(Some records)

------------------------------------------------------------

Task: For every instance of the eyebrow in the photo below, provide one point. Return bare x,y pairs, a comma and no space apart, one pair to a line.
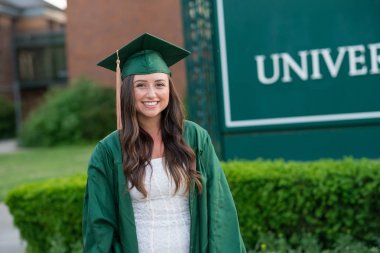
145,81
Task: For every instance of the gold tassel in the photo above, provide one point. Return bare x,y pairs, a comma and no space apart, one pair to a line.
118,89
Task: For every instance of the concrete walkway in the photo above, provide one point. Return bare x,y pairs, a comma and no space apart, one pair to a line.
10,241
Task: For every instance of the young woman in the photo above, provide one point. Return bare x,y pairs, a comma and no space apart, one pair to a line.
155,184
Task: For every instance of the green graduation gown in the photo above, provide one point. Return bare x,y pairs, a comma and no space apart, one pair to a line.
108,219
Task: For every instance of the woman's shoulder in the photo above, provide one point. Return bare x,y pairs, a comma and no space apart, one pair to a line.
109,146
194,134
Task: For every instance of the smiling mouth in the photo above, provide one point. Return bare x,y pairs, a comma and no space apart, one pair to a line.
151,103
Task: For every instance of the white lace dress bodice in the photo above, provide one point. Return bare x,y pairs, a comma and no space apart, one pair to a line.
162,218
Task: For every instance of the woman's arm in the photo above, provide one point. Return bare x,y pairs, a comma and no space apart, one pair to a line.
224,232
99,217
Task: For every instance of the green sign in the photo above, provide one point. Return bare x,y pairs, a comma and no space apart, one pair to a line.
292,63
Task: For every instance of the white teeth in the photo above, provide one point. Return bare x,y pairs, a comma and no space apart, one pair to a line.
150,103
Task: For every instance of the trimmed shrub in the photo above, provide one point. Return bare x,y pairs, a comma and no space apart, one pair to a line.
7,118
49,213
82,112
325,198
300,204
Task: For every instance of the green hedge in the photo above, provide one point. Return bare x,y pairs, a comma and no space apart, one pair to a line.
325,199
81,112
7,118
48,214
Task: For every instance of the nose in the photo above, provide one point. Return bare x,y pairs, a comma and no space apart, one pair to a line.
151,91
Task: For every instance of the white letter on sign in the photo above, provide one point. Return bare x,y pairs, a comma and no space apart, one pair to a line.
333,68
375,58
289,62
261,69
354,60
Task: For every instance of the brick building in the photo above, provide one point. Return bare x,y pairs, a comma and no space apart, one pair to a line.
96,28
32,50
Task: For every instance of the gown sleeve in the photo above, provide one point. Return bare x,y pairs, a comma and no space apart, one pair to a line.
99,217
224,232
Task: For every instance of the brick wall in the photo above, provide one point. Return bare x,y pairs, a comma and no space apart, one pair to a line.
96,28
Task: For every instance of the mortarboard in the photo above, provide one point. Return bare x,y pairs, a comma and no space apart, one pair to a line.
144,55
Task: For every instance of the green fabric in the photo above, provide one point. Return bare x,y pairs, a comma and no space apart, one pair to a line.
145,62
145,55
108,219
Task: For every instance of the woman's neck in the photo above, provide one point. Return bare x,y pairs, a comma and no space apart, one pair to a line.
152,127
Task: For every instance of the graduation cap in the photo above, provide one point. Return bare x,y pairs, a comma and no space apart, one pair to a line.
144,55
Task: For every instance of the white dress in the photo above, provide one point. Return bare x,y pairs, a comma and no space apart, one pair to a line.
162,218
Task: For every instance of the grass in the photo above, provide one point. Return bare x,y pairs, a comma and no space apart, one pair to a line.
29,165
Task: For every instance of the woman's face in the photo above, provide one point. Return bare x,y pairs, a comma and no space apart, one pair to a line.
151,95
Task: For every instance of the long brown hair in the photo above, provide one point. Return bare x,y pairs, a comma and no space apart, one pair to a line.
137,144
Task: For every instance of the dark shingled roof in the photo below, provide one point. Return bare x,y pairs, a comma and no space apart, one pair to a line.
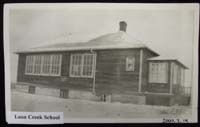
118,40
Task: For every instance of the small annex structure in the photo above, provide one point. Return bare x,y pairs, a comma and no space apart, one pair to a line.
112,67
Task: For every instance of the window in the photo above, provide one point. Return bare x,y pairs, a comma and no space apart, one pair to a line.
82,65
130,63
43,65
158,72
29,64
175,74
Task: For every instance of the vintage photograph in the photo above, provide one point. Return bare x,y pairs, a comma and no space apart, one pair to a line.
103,61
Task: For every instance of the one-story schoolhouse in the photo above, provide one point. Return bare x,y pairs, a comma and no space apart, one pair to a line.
114,67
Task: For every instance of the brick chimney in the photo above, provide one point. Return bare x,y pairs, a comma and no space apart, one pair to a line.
122,26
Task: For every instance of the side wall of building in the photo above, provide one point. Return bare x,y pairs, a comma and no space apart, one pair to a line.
111,74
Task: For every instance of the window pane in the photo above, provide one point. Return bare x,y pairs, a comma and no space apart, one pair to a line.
76,65
55,64
29,64
130,63
158,72
37,64
81,65
87,65
46,64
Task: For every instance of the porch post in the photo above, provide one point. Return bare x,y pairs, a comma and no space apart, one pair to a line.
140,71
171,78
94,73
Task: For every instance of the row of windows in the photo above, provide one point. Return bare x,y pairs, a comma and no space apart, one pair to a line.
82,65
43,65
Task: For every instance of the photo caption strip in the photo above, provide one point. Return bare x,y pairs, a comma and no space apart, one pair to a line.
36,118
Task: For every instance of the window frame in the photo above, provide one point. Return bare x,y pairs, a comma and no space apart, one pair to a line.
82,65
126,64
41,65
157,80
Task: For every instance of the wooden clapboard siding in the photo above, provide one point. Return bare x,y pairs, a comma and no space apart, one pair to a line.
111,74
159,87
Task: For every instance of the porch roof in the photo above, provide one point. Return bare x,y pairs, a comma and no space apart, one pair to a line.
168,59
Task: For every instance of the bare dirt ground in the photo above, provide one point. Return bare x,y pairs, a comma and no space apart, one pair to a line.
74,108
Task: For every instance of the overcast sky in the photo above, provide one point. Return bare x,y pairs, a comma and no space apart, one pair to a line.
167,30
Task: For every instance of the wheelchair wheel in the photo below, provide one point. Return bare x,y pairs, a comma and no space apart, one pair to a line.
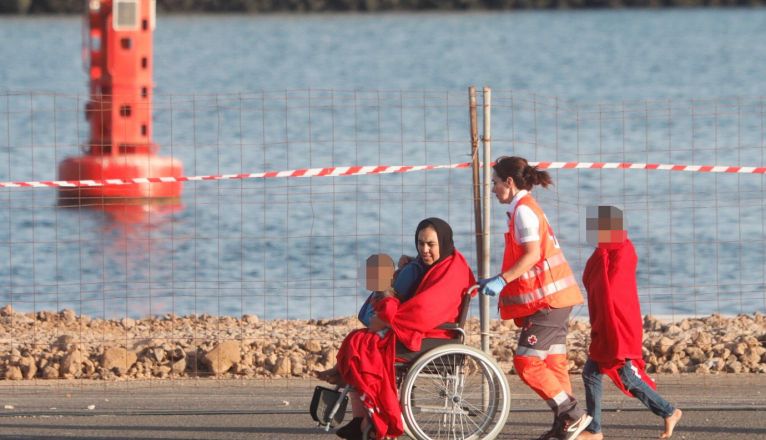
454,392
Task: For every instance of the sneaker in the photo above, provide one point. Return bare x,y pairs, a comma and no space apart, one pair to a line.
554,433
573,428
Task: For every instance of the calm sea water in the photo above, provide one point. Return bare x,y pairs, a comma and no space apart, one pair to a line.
291,249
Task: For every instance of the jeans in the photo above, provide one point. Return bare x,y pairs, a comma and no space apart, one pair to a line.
593,380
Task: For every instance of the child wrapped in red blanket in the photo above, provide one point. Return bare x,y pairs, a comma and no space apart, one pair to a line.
616,323
366,360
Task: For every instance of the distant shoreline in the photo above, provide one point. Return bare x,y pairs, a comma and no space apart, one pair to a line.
64,345
34,7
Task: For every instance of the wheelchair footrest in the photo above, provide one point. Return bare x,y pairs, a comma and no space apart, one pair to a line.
328,406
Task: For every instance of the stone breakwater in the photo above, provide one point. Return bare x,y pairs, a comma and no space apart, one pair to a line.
62,345
265,6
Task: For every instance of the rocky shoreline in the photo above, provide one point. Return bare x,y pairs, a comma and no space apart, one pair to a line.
267,6
62,345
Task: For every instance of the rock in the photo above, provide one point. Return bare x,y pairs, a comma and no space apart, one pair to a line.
64,341
68,315
696,355
703,341
651,323
663,345
178,367
118,359
673,330
50,372
733,366
221,358
669,367
71,364
282,367
13,373
28,367
313,346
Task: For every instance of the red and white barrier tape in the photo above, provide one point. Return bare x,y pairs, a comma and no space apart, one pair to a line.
380,169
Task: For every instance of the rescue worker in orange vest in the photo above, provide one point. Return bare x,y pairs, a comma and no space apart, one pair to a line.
537,290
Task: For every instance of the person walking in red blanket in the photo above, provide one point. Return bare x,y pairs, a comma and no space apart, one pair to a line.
537,290
616,324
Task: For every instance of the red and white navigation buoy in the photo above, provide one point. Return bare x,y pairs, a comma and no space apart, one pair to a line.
118,56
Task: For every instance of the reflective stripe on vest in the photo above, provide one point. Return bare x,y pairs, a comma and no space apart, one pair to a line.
542,354
549,283
554,261
537,294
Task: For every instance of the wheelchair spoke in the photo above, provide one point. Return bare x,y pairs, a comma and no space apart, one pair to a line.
456,393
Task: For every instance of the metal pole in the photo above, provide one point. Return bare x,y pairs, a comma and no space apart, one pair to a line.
476,178
485,248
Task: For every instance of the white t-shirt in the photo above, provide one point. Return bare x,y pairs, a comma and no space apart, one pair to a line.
526,225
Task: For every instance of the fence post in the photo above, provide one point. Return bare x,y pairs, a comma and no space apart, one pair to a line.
485,230
476,178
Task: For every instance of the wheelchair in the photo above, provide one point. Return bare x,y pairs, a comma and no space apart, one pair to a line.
448,390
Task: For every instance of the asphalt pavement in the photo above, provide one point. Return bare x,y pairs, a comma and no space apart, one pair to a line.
715,407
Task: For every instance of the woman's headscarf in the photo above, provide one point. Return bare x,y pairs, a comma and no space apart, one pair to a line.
443,233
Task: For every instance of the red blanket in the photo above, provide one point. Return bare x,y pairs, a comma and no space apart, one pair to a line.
367,362
615,313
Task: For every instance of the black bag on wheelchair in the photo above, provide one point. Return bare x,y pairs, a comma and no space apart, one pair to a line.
322,405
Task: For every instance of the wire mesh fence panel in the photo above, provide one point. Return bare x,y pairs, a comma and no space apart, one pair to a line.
260,277
699,235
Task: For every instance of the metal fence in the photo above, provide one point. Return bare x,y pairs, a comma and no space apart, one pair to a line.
292,248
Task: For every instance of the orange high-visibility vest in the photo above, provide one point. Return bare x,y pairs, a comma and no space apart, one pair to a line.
548,284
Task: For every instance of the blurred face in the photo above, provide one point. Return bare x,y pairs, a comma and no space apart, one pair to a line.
604,225
428,245
504,189
380,272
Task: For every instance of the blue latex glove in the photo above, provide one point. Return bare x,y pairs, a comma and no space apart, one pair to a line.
492,286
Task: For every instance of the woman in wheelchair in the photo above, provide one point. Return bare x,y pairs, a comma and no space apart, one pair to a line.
366,359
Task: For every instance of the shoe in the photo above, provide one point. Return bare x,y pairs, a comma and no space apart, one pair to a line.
351,430
555,432
573,428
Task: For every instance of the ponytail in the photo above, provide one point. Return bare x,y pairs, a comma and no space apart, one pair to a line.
524,176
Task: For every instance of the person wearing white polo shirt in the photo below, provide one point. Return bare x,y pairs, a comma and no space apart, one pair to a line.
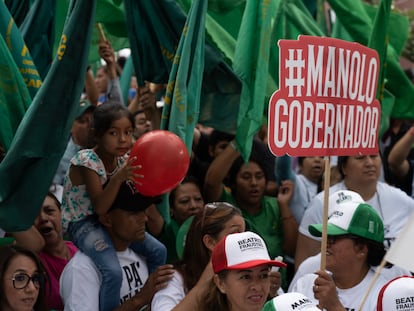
355,236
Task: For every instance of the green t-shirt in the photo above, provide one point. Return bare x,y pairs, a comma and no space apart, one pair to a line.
168,237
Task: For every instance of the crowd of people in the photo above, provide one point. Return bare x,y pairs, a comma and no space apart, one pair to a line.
235,234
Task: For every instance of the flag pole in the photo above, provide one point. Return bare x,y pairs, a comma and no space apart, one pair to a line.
327,183
374,279
101,31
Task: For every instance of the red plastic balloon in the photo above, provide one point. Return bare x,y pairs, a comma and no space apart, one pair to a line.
164,159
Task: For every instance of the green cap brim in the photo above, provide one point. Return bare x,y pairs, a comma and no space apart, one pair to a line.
181,236
316,230
6,241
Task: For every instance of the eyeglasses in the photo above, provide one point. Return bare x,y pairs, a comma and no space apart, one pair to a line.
21,280
331,239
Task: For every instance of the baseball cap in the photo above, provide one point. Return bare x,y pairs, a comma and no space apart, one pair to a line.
397,294
340,197
239,251
83,106
354,218
289,302
129,199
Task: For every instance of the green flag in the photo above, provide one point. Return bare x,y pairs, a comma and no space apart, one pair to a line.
154,29
356,21
40,141
379,41
182,100
251,64
38,33
19,9
19,50
110,14
125,79
14,96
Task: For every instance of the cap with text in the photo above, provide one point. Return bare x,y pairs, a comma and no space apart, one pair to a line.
397,294
341,197
240,251
290,302
354,218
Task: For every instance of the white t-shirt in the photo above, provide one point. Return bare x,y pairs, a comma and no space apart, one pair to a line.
81,280
393,205
170,296
312,264
350,298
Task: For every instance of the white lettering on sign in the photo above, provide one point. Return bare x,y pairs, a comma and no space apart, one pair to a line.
326,104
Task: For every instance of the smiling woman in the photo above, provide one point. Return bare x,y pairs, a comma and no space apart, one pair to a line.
241,281
56,252
22,280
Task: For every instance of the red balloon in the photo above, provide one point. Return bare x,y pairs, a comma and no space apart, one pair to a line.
164,161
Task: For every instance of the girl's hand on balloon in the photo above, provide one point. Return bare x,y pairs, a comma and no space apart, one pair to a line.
128,171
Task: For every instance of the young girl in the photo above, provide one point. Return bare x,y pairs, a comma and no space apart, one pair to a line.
85,198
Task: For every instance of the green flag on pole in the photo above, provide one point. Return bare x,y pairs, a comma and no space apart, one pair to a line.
358,24
182,100
110,14
14,96
19,50
40,141
379,42
19,9
38,33
251,64
154,29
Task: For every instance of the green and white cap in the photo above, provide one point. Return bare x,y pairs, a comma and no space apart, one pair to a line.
354,218
290,302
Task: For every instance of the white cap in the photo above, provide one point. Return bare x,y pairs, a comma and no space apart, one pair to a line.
397,295
290,302
239,251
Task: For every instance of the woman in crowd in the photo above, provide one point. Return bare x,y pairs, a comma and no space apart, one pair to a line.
360,174
194,271
355,236
241,266
22,279
47,240
185,201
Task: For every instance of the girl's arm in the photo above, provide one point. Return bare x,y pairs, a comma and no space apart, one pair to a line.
30,239
103,198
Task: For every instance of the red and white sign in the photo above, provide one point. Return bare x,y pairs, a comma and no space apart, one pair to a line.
326,103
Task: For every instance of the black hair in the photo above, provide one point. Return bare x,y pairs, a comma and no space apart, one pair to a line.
218,136
7,254
105,114
376,251
54,198
341,163
238,163
139,111
187,179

------------------------------------------------------------

▶ [PROBLEM STATEMENT]
Only the lines from the one containing "Task: For every instance of the green and" to the end of the data should be printed, exactly as they stand.

▶ [REPLY]
Task: For every instance of the green and white cap in the photo above, provide one point. Return bare x,y pairs, a comma and no space apart, one pair to a line.
354,218
290,302
Task: For every instance of the white cap in the photo above, provide one point. Return bare x,y pairs, a comma and no space apart, one pair to a line.
397,295
290,302
239,251
Task: For every instance of the woman in crowd in the photo above, provide one point. Return bare x,y pairs, a comma and no space apart, one pair to a line.
360,174
194,271
355,236
241,266
22,279
47,240
185,201
Task: For every instance of the girl's arm in the photo above, provide one point. Return bare x,y pairs, a comma and no space apart, one pair to a line.
30,239
103,198
Task: For every instance of the red and white sign in the photo above, provide one point. Return bare x,y pairs, a comma and no space apart, one pair to a line.
326,103
Task: For every instance of the black hair in the photo above, provide one point. Return bare x,y pairs, a comma and no space apart, one pair to a line.
218,136
7,254
105,114
376,251
54,198
341,163
238,163
139,111
187,179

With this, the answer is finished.